## Indicación
Desplaza en 80 cada coordenada de las respuestas y vuelve a escribir todas las líneas, desde la que contiene "Greenhouse-scouting request: tag the gray cloud" hasta el final de los datos, incluida esa primera línea.

(Datos almacenados)
◆ ◆ ◆

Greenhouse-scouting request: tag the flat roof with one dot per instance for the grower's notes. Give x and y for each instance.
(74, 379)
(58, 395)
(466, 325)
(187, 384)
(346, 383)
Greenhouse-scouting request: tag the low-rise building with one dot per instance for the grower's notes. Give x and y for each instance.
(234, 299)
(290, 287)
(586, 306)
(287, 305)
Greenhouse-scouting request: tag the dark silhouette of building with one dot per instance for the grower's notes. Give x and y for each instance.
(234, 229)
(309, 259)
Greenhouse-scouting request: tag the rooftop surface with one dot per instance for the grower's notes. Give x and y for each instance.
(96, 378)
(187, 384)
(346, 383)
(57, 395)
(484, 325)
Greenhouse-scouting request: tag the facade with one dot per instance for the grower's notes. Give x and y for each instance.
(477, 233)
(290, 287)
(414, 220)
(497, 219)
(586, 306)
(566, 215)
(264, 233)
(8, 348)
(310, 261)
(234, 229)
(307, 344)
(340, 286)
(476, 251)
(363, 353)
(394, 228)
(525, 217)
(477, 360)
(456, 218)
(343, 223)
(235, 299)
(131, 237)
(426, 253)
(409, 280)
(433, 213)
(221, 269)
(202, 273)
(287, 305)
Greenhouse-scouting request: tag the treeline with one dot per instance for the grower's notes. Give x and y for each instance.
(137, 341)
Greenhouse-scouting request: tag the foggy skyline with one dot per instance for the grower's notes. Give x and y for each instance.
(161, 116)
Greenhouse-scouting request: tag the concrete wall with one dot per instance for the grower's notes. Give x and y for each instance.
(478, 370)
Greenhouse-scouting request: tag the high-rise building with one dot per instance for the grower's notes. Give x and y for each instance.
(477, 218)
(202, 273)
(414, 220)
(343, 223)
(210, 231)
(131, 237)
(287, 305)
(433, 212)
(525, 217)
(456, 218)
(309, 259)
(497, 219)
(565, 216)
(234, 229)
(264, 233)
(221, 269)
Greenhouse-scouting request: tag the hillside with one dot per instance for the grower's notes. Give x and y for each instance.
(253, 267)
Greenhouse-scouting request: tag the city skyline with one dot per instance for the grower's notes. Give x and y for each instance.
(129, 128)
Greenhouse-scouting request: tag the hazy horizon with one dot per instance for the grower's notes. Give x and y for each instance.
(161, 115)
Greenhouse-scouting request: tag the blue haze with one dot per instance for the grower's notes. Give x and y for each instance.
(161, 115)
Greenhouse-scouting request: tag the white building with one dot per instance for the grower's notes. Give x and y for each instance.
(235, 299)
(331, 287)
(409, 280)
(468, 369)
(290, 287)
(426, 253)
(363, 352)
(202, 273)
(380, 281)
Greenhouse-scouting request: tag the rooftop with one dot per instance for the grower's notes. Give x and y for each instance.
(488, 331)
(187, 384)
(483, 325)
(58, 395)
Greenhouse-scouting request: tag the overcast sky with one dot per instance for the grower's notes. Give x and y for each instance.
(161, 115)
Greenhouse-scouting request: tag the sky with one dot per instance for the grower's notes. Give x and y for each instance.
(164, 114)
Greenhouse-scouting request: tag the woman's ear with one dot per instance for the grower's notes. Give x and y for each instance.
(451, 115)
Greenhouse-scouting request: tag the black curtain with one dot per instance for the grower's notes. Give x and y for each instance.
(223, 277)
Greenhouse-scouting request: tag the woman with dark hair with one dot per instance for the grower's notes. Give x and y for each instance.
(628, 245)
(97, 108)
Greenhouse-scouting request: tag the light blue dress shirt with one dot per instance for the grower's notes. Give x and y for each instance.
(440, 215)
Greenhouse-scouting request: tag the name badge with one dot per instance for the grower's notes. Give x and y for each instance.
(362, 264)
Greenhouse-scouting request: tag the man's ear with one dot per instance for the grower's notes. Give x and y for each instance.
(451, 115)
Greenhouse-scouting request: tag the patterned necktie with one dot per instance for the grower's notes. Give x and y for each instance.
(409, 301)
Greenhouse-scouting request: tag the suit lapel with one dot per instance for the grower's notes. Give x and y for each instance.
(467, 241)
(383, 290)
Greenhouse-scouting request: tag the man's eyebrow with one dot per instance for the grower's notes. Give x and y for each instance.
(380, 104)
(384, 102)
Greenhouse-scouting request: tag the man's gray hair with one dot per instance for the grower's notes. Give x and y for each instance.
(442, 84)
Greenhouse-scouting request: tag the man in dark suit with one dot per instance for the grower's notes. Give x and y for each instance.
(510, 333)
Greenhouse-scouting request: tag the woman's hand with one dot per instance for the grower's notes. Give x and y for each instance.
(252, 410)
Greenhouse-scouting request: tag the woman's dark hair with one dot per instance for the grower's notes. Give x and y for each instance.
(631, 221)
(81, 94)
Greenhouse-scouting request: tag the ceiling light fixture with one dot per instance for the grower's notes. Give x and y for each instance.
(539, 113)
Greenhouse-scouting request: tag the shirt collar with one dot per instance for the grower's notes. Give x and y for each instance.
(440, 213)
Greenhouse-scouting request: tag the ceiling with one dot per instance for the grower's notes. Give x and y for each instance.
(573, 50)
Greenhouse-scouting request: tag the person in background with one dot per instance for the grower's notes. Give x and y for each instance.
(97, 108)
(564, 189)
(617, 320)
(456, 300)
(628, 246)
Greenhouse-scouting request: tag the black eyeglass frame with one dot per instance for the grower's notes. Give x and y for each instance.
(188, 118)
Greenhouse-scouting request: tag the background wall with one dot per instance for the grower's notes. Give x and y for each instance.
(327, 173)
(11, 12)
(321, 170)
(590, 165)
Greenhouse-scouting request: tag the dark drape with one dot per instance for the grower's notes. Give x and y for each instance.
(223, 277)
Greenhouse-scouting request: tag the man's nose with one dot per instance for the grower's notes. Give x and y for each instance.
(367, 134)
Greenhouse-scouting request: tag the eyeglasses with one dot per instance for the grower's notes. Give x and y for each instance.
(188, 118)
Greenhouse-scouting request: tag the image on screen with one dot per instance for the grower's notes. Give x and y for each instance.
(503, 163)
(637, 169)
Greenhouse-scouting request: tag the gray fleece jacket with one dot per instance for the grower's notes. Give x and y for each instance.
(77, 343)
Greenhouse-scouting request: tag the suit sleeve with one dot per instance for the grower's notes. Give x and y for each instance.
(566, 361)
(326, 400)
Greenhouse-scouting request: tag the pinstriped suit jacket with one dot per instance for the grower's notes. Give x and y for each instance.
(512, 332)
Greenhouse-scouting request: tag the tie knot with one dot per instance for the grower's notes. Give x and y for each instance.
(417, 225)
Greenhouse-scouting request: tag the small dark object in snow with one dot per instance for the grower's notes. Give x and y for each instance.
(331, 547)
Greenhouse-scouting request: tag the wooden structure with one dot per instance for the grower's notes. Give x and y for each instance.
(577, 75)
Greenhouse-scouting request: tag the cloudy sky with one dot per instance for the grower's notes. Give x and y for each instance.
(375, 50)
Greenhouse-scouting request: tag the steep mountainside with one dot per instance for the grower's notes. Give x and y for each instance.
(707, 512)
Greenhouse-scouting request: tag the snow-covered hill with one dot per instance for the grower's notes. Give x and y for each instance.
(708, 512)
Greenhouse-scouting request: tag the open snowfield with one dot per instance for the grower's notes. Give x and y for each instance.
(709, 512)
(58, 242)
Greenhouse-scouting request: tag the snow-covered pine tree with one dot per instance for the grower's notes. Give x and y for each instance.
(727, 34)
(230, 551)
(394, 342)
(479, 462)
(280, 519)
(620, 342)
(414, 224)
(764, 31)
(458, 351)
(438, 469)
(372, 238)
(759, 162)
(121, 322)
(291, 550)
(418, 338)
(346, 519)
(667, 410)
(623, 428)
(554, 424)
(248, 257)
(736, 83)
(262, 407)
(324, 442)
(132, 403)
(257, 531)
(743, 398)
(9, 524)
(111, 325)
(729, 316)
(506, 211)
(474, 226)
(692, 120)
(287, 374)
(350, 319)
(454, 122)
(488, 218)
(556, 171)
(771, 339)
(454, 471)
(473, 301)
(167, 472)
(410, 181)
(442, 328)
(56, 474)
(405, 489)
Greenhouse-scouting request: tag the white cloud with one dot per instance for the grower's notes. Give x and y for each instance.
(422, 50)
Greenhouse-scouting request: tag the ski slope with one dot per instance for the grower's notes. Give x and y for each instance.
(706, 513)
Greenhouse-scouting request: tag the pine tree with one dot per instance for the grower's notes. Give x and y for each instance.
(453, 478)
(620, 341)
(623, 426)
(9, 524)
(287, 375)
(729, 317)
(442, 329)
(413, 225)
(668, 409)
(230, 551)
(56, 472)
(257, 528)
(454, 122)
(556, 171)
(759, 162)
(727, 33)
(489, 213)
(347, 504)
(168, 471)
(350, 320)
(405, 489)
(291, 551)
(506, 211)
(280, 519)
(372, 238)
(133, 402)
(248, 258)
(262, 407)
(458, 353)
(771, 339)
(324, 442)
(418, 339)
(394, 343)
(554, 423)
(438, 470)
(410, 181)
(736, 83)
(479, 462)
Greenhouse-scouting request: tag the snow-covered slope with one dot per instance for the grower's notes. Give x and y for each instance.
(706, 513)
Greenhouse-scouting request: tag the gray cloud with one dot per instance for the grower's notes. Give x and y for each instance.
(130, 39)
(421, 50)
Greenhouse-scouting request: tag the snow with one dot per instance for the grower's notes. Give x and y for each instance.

◆ ◆ ◆

## Ejercicio resuelto
Greenhouse-scouting request: tag the gray cloud with one dot per instance for the grower's notes. Give x and y for each instance.
(210, 119)
(501, 130)
Greenhouse-scouting request: tag the snow with one dot per instance for the grower's notes. Give x and y for each instance.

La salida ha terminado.